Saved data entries
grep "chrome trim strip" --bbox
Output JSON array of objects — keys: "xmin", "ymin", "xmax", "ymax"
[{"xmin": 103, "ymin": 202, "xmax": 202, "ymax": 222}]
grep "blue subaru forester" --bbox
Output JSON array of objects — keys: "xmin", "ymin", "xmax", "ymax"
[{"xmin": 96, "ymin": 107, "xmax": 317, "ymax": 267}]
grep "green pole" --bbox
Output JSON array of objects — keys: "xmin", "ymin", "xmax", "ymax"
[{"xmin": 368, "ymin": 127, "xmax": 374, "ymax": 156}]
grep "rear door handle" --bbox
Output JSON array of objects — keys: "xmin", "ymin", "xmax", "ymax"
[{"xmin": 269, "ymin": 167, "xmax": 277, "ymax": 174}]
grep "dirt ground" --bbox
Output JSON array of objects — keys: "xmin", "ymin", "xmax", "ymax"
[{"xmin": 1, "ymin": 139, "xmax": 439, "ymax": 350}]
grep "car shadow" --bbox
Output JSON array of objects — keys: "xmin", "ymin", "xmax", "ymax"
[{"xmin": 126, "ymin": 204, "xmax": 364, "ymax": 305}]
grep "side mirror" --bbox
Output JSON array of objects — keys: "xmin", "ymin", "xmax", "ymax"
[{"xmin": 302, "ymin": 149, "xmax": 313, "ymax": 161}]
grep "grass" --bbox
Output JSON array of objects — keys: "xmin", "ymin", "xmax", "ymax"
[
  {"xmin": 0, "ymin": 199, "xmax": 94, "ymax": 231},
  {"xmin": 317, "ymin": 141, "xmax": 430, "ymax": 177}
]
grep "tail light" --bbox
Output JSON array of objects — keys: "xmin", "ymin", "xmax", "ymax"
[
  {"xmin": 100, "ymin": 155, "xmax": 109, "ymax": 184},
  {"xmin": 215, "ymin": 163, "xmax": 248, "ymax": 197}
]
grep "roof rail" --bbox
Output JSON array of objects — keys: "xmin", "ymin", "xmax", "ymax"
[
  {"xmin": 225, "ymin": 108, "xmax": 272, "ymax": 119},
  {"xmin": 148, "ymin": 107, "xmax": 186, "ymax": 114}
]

### What to produce:
Output every entry shown above, exactly.

### Your solution:
grep "chrome trim strip" --bbox
Output JSON array of objects — keys: "xmin", "ymin", "xmax", "ymax"
[{"xmin": 103, "ymin": 202, "xmax": 202, "ymax": 222}]
grep "blue subaru forester" --bbox
Output JSON array of objects — keys: "xmin", "ymin", "xmax", "ymax"
[{"xmin": 96, "ymin": 107, "xmax": 317, "ymax": 267}]
grep "green pole" --bbox
Output JSON array of objects — keys: "xmin", "ymin", "xmax", "ymax"
[{"xmin": 368, "ymin": 127, "xmax": 374, "ymax": 156}]
grep "rear door handle" --bbox
Output JSON array of objects — keys: "xmin", "ymin", "xmax", "ymax"
[{"xmin": 269, "ymin": 167, "xmax": 277, "ymax": 174}]
grep "dirt ground" --bbox
Output JSON array of objects — keys: "xmin", "ymin", "xmax", "ymax"
[{"xmin": 1, "ymin": 139, "xmax": 439, "ymax": 350}]
grep "car shadow" --bbox
Output JSON array of objects — keys: "xmin", "ymin", "xmax", "ymax"
[{"xmin": 126, "ymin": 204, "xmax": 364, "ymax": 305}]
grep "side mirror" --bbox
Output JSON array of objects — keys: "xmin", "ymin", "xmax", "ymax"
[{"xmin": 302, "ymin": 149, "xmax": 313, "ymax": 161}]
grep "grass" --bbox
Output JSON array of objects — keys: "xmin", "ymin", "xmax", "ymax"
[
  {"xmin": 0, "ymin": 199, "xmax": 94, "ymax": 231},
  {"xmin": 317, "ymin": 141, "xmax": 430, "ymax": 177}
]
grep "tail light" --bbox
Output JSON array of objects — keys: "xmin", "ymin", "xmax", "ymax"
[
  {"xmin": 100, "ymin": 155, "xmax": 109, "ymax": 184},
  {"xmin": 215, "ymin": 163, "xmax": 248, "ymax": 197}
]
grep "roof rail" --bbox
Output JSON array of objects — keys: "xmin", "ymin", "xmax", "ymax"
[
  {"xmin": 225, "ymin": 108, "xmax": 272, "ymax": 119},
  {"xmin": 148, "ymin": 107, "xmax": 186, "ymax": 114}
]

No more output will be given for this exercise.